= Goal =
Starting with the line that contains "For every instance of the white stupa, the" and going on through the end of the records, write those lines out again with "thickest part" swapped for "widest part" wherever it occurs. Leave everything else unchanged.

= Data in this exercise =
========================================

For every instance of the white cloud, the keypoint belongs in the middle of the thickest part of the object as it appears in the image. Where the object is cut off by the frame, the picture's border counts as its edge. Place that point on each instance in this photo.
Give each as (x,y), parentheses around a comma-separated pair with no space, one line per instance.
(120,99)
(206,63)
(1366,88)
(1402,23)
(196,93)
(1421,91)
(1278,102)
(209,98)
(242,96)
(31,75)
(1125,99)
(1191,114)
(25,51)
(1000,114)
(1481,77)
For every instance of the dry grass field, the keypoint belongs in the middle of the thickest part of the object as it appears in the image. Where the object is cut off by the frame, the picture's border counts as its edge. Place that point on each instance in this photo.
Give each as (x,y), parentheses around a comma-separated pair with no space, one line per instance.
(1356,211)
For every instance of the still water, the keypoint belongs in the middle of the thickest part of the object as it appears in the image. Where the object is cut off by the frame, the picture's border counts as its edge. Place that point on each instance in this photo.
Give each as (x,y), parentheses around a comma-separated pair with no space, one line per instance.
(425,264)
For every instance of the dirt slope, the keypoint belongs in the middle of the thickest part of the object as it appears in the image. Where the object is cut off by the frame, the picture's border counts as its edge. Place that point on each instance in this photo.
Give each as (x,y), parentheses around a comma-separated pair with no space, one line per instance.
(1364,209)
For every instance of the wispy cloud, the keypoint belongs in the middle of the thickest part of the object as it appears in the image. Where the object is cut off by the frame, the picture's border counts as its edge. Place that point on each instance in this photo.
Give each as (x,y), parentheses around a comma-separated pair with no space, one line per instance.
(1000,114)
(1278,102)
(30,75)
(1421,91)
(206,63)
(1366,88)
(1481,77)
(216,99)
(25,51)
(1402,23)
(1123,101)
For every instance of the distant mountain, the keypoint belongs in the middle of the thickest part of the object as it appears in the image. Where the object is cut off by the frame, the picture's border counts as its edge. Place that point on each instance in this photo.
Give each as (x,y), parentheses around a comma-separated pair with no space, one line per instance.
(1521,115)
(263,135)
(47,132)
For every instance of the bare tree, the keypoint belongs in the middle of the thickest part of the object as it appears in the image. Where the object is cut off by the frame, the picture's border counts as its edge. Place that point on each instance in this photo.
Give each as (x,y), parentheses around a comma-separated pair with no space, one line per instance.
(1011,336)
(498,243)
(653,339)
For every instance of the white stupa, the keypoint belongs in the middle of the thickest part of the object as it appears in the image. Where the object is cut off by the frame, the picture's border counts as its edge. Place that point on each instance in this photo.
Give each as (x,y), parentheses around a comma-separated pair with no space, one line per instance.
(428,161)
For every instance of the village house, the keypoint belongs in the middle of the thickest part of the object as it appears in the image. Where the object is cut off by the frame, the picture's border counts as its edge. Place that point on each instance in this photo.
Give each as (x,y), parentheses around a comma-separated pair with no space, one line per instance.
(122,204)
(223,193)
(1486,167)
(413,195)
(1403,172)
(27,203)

========================================

= Task response =
For every instance of the white stupa, the keypoint belongs in the middle of the widest part of the object as it appears in the image. Where the object is cut off by the frame, the picture's border counts as its edge. Place that point on each instance in this photo.
Give each as (x,y), parentheses around a comma-separated pair with no space, one line per instance.
(428,161)
For every instance of the village house, the keypoint belongs in the middle of the widest part of the object as it appears in the image. Where the object is cut off by the frame, the picture's border counts as its edge. Place that point on each instance in this photo.
Give each as (x,y), parentheses around a comma-separated pair with no space, one line per instance.
(122,204)
(223,193)
(1486,167)
(413,195)
(1403,172)
(27,203)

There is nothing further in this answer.